___ MATERIAL FOR THIS TASK

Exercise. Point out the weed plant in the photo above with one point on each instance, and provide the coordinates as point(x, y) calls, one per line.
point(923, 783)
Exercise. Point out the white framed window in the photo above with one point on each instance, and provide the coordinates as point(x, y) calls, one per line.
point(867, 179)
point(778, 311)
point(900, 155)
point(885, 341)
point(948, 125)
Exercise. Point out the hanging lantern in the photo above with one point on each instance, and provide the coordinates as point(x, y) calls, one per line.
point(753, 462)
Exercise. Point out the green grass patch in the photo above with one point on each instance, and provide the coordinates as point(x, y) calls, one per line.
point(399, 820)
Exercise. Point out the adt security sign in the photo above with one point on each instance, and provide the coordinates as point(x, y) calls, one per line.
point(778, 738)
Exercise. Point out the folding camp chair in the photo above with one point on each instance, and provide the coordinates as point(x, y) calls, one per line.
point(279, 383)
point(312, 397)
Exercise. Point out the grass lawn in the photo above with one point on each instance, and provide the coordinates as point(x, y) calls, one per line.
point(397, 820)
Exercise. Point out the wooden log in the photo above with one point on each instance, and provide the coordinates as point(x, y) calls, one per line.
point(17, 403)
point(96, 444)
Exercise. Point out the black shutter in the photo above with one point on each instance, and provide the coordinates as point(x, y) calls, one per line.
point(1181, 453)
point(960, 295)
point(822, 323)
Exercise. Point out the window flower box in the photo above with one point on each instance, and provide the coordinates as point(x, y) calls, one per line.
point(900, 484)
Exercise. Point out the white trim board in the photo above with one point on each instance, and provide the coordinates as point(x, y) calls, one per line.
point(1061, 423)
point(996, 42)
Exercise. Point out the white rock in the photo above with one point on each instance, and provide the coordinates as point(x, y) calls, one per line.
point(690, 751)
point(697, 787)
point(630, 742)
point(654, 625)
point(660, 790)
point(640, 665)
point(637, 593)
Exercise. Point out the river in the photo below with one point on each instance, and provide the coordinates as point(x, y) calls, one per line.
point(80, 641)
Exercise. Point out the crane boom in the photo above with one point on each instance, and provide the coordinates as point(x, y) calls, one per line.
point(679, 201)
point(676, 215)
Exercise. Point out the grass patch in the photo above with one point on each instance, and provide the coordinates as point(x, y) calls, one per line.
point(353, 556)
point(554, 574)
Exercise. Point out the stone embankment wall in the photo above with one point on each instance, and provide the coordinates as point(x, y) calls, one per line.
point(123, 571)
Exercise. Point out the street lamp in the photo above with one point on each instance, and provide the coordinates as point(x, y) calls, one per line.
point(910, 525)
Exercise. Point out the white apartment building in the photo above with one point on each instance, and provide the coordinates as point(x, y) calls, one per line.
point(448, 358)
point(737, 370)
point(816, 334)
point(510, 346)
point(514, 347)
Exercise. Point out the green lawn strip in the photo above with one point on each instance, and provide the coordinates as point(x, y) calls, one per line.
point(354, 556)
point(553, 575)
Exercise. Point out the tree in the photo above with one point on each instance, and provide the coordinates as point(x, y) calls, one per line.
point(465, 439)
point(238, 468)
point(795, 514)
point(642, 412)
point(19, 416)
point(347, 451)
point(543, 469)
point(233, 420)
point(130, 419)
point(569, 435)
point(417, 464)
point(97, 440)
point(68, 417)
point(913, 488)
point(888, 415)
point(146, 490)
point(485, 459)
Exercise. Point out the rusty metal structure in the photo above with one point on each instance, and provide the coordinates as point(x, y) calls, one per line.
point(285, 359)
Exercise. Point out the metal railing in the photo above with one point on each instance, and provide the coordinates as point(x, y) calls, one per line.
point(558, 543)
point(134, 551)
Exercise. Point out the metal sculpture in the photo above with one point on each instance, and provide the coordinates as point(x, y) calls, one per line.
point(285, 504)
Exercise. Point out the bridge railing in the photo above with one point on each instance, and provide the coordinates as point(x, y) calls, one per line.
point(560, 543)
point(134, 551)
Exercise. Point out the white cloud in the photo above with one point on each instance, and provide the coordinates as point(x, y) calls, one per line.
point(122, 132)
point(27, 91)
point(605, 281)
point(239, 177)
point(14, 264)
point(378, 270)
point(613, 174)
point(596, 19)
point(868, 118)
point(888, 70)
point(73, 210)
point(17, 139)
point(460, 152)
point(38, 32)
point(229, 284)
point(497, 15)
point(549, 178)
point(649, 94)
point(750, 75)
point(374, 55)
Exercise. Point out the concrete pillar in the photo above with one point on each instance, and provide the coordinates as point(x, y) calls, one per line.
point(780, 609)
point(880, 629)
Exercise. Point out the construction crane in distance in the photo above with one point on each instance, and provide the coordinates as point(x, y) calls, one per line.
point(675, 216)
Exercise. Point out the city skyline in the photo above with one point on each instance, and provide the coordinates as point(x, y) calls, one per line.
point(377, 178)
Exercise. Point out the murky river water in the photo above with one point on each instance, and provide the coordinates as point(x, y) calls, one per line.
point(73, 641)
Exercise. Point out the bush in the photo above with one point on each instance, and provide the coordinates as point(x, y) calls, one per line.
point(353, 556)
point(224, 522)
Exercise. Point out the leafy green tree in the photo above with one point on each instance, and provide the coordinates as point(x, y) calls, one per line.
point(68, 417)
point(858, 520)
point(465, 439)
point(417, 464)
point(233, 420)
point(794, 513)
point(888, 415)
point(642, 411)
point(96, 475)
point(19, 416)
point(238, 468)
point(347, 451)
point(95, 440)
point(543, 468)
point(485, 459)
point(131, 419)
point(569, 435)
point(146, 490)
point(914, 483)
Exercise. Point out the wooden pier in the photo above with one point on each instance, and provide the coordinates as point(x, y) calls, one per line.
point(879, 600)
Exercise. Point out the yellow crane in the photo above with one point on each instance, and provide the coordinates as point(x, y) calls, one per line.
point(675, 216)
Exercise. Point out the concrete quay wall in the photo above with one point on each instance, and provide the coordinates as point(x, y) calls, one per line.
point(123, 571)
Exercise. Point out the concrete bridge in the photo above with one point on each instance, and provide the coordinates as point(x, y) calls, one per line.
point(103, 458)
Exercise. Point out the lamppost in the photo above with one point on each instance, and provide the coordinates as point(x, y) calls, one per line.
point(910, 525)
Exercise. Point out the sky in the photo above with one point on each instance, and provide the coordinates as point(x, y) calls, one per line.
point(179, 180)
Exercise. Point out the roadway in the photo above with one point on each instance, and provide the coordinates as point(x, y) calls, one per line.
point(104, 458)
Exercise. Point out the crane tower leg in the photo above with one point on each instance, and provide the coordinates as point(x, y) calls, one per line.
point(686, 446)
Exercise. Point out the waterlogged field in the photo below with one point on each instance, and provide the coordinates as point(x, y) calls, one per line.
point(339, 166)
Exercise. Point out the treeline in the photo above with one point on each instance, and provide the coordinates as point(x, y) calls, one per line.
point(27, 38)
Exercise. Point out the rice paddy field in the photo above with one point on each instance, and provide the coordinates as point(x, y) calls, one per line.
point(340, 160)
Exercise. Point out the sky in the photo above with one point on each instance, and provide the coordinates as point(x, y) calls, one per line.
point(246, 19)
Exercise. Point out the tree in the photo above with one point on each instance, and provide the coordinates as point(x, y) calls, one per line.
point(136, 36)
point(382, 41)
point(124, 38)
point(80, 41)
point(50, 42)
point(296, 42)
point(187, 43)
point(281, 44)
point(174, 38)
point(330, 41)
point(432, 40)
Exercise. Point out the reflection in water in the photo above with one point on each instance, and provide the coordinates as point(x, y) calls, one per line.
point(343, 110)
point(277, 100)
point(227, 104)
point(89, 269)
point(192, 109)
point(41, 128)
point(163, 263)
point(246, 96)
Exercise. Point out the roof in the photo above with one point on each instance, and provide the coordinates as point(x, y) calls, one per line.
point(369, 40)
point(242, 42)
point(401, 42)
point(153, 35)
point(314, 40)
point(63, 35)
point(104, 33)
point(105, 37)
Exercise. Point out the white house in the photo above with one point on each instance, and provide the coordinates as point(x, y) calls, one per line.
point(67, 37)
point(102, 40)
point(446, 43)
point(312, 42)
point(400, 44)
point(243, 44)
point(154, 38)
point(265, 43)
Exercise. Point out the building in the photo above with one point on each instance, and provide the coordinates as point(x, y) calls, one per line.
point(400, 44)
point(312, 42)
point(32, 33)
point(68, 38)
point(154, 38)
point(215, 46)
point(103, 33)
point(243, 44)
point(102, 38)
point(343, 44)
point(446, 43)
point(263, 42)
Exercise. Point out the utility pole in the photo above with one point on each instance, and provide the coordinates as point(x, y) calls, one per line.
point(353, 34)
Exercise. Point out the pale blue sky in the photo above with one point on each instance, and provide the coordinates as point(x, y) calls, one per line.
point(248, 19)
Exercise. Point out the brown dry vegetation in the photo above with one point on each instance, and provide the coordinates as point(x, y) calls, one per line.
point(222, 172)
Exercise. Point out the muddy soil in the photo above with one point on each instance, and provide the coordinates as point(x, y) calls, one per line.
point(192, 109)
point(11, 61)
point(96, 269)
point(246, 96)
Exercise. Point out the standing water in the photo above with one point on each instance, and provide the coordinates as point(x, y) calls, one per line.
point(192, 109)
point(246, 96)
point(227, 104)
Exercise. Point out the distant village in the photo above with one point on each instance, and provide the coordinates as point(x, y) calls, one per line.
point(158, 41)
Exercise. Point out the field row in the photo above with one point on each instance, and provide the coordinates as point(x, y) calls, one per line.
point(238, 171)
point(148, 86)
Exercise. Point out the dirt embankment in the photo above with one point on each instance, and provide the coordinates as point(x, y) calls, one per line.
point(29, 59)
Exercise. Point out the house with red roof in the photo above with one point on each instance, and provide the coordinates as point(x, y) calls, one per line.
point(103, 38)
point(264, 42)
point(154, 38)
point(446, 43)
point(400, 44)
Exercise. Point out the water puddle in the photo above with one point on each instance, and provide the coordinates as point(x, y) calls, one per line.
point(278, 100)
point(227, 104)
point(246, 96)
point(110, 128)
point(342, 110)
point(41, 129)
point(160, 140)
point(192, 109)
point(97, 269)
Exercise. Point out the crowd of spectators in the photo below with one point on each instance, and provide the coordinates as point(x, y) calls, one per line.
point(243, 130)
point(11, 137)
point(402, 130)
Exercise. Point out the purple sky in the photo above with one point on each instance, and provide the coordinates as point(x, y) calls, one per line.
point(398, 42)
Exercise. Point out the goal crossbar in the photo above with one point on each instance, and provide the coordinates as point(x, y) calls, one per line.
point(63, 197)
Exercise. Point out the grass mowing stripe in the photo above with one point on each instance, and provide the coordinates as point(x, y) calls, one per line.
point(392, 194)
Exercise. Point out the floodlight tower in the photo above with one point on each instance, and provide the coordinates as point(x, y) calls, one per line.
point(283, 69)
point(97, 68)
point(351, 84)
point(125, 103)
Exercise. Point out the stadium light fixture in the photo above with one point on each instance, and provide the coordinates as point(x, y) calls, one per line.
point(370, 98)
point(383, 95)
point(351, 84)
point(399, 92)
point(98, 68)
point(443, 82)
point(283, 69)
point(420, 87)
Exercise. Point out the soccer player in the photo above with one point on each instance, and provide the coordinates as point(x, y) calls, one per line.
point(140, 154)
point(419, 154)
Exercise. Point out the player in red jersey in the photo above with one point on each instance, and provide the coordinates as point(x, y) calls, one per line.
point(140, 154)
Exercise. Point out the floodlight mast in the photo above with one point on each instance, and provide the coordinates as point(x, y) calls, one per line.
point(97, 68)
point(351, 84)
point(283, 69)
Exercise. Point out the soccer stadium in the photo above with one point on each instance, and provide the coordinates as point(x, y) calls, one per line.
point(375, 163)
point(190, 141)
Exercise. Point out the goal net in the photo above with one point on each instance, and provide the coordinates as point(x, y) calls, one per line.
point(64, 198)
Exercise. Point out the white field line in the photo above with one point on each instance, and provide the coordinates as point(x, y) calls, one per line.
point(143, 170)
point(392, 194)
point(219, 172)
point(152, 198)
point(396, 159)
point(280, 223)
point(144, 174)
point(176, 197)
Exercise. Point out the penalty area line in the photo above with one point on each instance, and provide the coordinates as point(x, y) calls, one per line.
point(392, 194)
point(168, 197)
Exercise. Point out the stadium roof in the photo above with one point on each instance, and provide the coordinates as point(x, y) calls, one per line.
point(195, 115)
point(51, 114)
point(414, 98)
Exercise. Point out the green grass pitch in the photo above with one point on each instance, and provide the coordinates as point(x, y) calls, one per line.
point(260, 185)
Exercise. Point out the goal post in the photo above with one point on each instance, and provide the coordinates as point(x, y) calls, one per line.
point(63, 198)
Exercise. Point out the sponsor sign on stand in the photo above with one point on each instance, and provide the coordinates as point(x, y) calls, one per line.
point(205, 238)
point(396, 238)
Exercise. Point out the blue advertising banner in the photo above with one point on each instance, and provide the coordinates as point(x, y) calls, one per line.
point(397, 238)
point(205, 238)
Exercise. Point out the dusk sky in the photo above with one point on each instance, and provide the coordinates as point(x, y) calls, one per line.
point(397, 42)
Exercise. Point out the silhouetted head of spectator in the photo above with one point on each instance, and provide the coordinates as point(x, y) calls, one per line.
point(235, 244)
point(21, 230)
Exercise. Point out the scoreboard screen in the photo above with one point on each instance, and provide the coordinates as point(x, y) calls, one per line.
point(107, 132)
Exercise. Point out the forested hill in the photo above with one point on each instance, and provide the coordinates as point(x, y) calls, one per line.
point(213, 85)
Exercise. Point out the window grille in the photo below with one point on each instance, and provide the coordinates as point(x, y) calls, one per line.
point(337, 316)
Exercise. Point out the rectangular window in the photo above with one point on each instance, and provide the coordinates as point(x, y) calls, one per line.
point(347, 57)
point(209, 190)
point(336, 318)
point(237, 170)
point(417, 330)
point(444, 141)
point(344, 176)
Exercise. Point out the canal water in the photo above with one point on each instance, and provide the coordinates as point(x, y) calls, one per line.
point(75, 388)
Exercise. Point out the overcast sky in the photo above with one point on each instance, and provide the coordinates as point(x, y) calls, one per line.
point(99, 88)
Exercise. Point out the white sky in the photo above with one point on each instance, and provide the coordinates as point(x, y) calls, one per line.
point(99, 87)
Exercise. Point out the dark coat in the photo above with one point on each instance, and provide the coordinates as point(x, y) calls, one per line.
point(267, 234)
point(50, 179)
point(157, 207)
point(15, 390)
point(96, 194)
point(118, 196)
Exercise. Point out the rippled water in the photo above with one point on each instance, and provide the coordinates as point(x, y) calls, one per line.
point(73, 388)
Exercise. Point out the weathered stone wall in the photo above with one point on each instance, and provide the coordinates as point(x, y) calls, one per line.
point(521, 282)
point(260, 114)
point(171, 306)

______

THE TASK. Copy out the lines above, starting with the line containing "Exercise. Point out the reflection" and going on through the line containing "point(265, 43)", exactly as they stand.

THE RESULT.
Exercise. Point out the reflection in water in the photo above with one point on each instance, and provide the coordinates as point(x, y) calls, one per line.
point(343, 110)
point(277, 100)
point(227, 104)
point(89, 269)
point(192, 109)
point(41, 128)
point(163, 263)
point(246, 96)
Exercise. Point out the roof in the photo above with one point on each instance, and provide the coordinates as point(x, y) calls, one per line.
point(369, 40)
point(242, 42)
point(401, 42)
point(153, 35)
point(314, 40)
point(63, 35)
point(104, 33)
point(105, 37)
Exercise. Point out the white house in the photo above with one point on each instance, and provide the coordinates as point(x, y) calls, one per line.
point(67, 37)
point(102, 40)
point(446, 43)
point(312, 42)
point(400, 44)
point(243, 44)
point(154, 38)
point(265, 43)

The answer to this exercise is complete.